(Your instructions): Write out the listing again, replacing "horse harness" with "bridle" and keeping every other part the same. Leave the pictures out.
┄┄┄┄┄┄┄┄┄┄
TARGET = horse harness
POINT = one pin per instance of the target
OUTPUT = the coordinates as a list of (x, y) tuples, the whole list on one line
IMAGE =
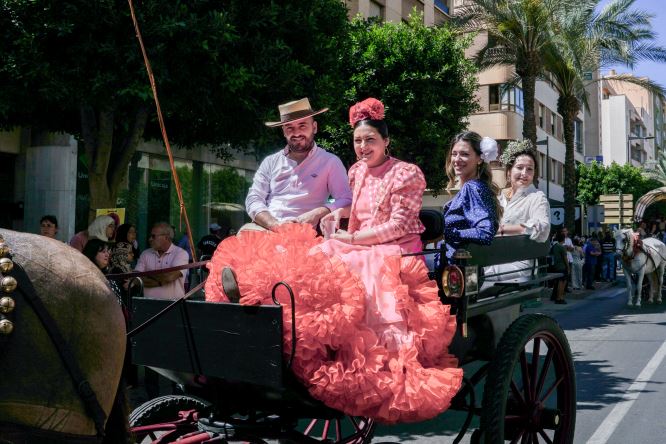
[(637, 247), (14, 278)]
┄┄┄┄┄┄┄┄┄┄
(Exercise solution):
TARGET = bridle
POINT = one pin per instance of the target
OUTPUT = the coordinates as a list of (x, y) tuples, the whole list on one line
IMAGE =
[(637, 247), (14, 278)]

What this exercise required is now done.